── ФРАГМЕНТ ТЕКСТА
Сэм, персонаж Дули Уилсона, не эмигрант, но он — другой расы, чужак; в свое время афроамериканские критики хвалили Уилсона за то, что ему удалось уйти от типичного образа негра. Бдительный трезвомыслящий Сэм, самый верный товарищ Рика, никогда не заискивает и не паясничает. Ильза как‑то называет его (Сэм этого не слышит) «пареньком за пианино», и сегодняшний зритель морщится. Но «Касабланка» на удивление свободна от расизма, пронизывавшего весь Голливуд. (Любопытный факт из истории «Касабланки»: Уилсон не умел играть на пианино, так что его дублировали. А вот пел он сам.)
* * *
«Касабланка с нами — навсегда» — кладезь сведений не только о снявшихся в фильме актерах‑эмигрантах, но и вообще обо всем, что только может интересовать читателя: захватывающий процесс создания сценария, отношения между актерами на площадке, долгая популярность фильма в массовой культуре, вплоть до последних пародий в передаче «Субботним вечером в прямом эфире» . Айзенберг написал увлекательную книгу, которая понравится всем киноманам. Вдобавок он как нельзя лучше доказывает основное свое положение: если вы любите кино, значит, любите «Касабланку». Отчасти потому, что ее всегда показывали по телевизору (те, кто вырос в 1960‑х и 1970‑х, это прекрасно помнят). Но есть и более существенные причины.
«Касабланку» называли абсолютно студийной стряпней, и небезосновательно. Актерский состав и сценарий в ней были важнее, чем режиссер. Очень опытный Кертис хорошо, основательно поработал, получил за режиссуру «Оскар» и на вручении наград произнес речь, насмешив всех своим плохим английским. (Сакалл однажды пошутил: если вы считаете, что Кертис неважно говорит по‑английски, значит, вы еще не слышали, как он пытается говорить по‑немецки.) Но сценаристы, звездные актеры и продюсер значили для фильма куда больше, чем Кертис.
Главную роль в триумфе «Касабланки» сыграла долгая, неторопливая, полная нескончаемых обсуждений работа над сценарием. Он вырос из пьесы «Все приходят к Рику» Мюррея Бернетта и Джоан Элисон . Впоследствии Бернетт судился с Warner Bros. из‑за прав на персонажей, которых придумали они с Элисон, но безуспешно. «Истцы могут сыграть это еще раз, но им придется это сделать в Окружном суде США», — постановил судья Верховного суда штата Нью‑Йорк.
Первыми за переделку «Все приходят к Рику» в «Касабланку» взялись близнецы‑сценаристы Филип и Джулиус Эпстайны . Кирк Дуглас в автобиографии утверждает, будто бы Эпстайны слыли неутомимыми любовниками: в разгар свидания один из близнецов уходил в ванную, а на его место являлся второй, женщины же ни о чем не подозревали. (Джулиус Эпстайн утверждал, что это «совершеннейшая неправда»: Дуглас просто неудачно пошутил.) Каковы бы ни были их романтические таланты, писать комедии братья умели великолепно: благодаря им «Касабланка» стала одной из самых смешных картин, когда‑либо выходивших на экраны.
────
СПИСОК ЗАДАНИЙ
1 > Перепишите из отрывка о «Касабланке» фрагмент, начиная со слов «Главную роль в» и дальше вплоть до слов «суда штата Нью‑Йорк.».
2 > Приведите все строки записей, в которых встречается слово «memorial».
Записи никак не связаны с отрывком о «Касабланке».
── ЗАПИСИ ДЛЯ ЗАДАНИЯ
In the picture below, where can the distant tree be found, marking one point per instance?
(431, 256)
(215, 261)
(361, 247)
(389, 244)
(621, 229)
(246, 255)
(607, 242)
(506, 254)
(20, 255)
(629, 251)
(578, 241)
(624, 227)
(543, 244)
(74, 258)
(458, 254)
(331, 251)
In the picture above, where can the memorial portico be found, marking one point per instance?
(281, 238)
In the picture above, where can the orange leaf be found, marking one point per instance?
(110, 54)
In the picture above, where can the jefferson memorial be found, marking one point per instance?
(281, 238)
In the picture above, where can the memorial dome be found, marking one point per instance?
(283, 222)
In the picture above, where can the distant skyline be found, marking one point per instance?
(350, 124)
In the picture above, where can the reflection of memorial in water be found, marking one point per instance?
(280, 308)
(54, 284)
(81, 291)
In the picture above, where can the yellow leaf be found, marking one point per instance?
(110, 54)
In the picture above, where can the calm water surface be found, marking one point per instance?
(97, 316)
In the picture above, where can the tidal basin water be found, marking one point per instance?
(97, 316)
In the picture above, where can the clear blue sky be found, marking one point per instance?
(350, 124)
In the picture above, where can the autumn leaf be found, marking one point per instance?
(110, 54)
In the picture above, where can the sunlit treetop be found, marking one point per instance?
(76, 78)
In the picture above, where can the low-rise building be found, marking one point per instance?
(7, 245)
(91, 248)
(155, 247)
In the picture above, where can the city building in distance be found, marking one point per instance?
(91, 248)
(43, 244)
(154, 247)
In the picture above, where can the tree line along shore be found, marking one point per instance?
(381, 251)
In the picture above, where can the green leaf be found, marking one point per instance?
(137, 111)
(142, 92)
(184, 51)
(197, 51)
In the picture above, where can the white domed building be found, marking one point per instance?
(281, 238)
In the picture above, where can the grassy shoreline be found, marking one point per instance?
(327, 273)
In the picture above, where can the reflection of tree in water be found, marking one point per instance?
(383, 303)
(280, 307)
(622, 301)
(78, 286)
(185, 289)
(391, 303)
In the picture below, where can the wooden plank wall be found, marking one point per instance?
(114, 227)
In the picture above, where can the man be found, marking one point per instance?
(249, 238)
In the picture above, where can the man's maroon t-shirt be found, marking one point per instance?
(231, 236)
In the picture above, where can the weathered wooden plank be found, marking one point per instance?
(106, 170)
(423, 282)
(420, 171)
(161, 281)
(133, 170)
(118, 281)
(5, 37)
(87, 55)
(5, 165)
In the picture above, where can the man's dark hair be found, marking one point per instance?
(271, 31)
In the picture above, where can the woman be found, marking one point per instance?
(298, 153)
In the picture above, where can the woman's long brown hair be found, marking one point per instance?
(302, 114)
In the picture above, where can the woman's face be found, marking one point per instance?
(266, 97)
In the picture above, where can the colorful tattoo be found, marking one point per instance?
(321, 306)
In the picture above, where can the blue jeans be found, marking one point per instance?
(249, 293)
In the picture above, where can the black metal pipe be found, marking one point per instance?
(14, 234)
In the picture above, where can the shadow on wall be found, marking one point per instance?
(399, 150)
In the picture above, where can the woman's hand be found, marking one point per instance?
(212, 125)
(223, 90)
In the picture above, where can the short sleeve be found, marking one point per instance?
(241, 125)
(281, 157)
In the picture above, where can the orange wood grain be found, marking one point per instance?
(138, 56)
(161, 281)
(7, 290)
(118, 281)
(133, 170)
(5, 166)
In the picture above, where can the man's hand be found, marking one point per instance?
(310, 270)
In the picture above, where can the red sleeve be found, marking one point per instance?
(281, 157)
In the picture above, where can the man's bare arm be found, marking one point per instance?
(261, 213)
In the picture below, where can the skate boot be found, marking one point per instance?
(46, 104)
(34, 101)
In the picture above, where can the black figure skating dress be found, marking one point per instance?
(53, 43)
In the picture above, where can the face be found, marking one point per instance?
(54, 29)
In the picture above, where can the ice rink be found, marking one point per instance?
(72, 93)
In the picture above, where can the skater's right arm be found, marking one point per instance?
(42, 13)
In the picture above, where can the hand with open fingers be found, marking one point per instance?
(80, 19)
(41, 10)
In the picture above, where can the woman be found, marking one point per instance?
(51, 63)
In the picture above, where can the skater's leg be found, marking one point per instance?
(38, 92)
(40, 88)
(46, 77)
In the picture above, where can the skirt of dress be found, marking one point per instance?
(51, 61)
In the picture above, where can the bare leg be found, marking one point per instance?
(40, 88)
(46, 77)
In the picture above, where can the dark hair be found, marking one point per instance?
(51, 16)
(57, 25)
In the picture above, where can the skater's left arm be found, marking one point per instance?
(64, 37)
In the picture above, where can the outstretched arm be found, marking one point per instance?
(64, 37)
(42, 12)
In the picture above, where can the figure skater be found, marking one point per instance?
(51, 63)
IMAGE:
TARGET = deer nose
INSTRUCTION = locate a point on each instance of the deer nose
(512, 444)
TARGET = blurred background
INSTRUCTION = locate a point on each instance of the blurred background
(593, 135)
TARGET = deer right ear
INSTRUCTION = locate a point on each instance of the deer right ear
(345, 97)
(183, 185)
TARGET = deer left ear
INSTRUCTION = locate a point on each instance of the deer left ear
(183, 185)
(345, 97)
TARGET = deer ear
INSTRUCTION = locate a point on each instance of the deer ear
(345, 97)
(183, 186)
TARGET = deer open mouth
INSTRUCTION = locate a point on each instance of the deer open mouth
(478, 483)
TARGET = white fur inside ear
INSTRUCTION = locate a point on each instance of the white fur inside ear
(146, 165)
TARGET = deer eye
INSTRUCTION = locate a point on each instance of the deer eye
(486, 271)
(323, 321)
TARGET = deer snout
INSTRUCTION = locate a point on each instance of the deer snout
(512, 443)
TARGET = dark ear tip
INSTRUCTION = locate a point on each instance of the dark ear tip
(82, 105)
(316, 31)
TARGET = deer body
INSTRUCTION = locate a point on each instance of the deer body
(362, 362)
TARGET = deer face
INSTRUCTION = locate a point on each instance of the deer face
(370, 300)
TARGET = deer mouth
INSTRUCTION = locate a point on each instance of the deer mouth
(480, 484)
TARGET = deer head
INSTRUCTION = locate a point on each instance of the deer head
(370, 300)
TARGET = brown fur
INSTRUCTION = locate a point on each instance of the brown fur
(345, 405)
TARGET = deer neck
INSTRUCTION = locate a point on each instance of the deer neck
────
ОТВЕТЫ К УПРАЖНЕНИЮ
1 >
Главную роль в триумфе «Касабланки» сыграла долгая, неторопливая, полная нескончаемых обсуждений работа над сценарием. Он вырос из пьесы «Все приходят к Рику» Мюррея Бернетта и Джоан Элисон . Впоследствии Бернетт судился с Warner Bros. из‑за прав на персонажей, которых придумали они с Элисон, но безуспешно. «Истцы могут сыграть это еще раз, но им придется это сделать в Окружном суде США», — постановил судья Верховного суда штата Нью‑Йорк.

2 >
In the picture above, where can the memorial portico be found, marking one point per instance?
In the picture above, where can the jefferson memorial be found, marking one point per instance?
In the picture above, where can the memorial dome be found, marking one point per instance?
In the picture above, where can the reflection of memorial in water be found, marking one point per instance?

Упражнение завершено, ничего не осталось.